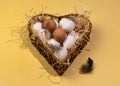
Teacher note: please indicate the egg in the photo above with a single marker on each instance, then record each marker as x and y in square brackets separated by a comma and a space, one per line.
[53, 43]
[37, 27]
[42, 35]
[75, 34]
[60, 35]
[56, 22]
[67, 24]
[61, 54]
[48, 34]
[69, 42]
[50, 25]
[79, 27]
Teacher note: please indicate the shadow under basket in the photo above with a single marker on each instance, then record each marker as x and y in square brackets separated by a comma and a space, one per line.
[60, 66]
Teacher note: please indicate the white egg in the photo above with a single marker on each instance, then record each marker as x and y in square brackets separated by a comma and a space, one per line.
[67, 24]
[56, 22]
[53, 43]
[69, 42]
[61, 54]
[41, 34]
[37, 26]
[75, 34]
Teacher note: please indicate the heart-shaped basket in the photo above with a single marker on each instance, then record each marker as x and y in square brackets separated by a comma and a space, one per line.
[60, 66]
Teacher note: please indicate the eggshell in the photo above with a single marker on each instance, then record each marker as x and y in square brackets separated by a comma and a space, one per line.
[56, 22]
[75, 34]
[50, 25]
[60, 35]
[67, 24]
[61, 54]
[53, 43]
[42, 35]
[69, 42]
[37, 27]
[48, 34]
[79, 27]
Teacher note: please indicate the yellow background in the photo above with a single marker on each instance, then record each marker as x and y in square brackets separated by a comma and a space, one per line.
[18, 66]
....................
Give each record above back word for word, but carry over none of the pictures.

OUTPUT OF THE TASK:
Teacher note: please indicate the egg in the photo above with a single marker on each instance, then record each marker as x and y in square brackets separated by a comma and a space, one per line.
[53, 43]
[37, 27]
[42, 35]
[75, 34]
[60, 35]
[56, 22]
[67, 24]
[61, 54]
[48, 34]
[69, 42]
[50, 25]
[79, 27]
Teacher note: please indicate the shadow under basket in the photo above with a single marker on each instance, then record each marker as x and y in square brackets separated by a comma and a space, one per line.
[60, 66]
Teacher note: please indicate the white egg in the photo above with a single marker on each instance, then record each marker as x and y in square brackets separated by a comma and a space, one per line.
[67, 24]
[56, 22]
[53, 43]
[69, 42]
[61, 54]
[41, 34]
[37, 26]
[75, 34]
Teacher note: please indicate the heart-shaped basket in the photo above with a single marker on each instance, then record each marker as x and y in square brackets separated by a comma and a space, one per line.
[60, 66]
Teacher note: please indicate the eggshell in the photo above with a single marker on each instance, then record each marker as x and y in square brackets separated by a comma and a space, one per line.
[56, 22]
[75, 34]
[50, 25]
[60, 35]
[67, 24]
[61, 54]
[53, 43]
[42, 35]
[69, 42]
[37, 27]
[48, 34]
[79, 27]
Teacher note: please indicate the yellow background in the photo above with a single marker on each instance, then record each marker as x and y in square brackets separated by a comma and a space, one per line.
[18, 66]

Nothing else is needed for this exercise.